**Records**.
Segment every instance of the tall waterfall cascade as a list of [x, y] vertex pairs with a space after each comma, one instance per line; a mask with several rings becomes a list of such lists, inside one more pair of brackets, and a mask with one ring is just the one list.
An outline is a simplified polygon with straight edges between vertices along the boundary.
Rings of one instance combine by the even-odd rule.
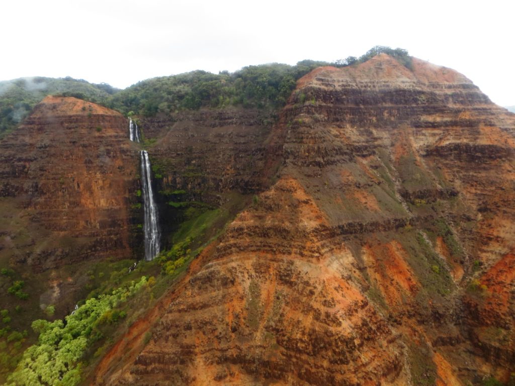
[[131, 118], [129, 118], [129, 138], [133, 142], [141, 142], [141, 136], [140, 135], [140, 130], [135, 122], [132, 121]]
[[145, 208], [143, 232], [145, 234], [145, 259], [150, 260], [159, 253], [159, 222], [154, 201], [148, 153], [141, 151], [141, 183]]

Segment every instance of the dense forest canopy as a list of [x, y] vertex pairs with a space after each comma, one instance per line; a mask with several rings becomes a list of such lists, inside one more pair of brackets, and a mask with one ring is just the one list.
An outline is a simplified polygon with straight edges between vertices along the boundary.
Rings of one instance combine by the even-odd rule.
[[197, 70], [142, 81], [124, 90], [67, 77], [41, 77], [0, 82], [0, 137], [13, 130], [34, 106], [48, 95], [74, 96], [103, 104], [125, 115], [152, 116], [200, 108], [228, 106], [274, 110], [286, 104], [297, 80], [320, 66], [345, 67], [368, 60], [382, 52], [408, 68], [411, 58], [402, 48], [376, 46], [359, 58], [333, 63], [303, 60], [295, 65], [271, 63], [218, 74]]

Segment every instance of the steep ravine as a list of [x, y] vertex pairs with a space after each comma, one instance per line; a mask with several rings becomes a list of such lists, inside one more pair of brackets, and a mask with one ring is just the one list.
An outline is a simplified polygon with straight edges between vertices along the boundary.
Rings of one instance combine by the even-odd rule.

**Task to complete**.
Update the listing from its first line through the line that contains "151], [141, 183]]", substituting "plunging waterfall" for "tall waterfall cascade" and keeping every other character unchanged. Omit the pictures from the reproduced lines.

**Written reply**.
Segment every instance of the plunging waterfall as a list of [x, y] vertex pairs with a space after each comma, one instance per line; a mask with several rings becomes a list of such lists, inside one more pair of brackets, and a mask with one ring is just the one list.
An outline is a simplified polygon with straight edges between vertices along the boundary.
Rings of one instance combine by the even-odd rule.
[[131, 118], [129, 118], [129, 138], [133, 142], [141, 142], [141, 136], [140, 135], [140, 130], [135, 122], [132, 121]]
[[145, 208], [143, 232], [145, 234], [145, 259], [150, 260], [159, 253], [159, 222], [154, 201], [148, 153], [141, 151], [141, 183]]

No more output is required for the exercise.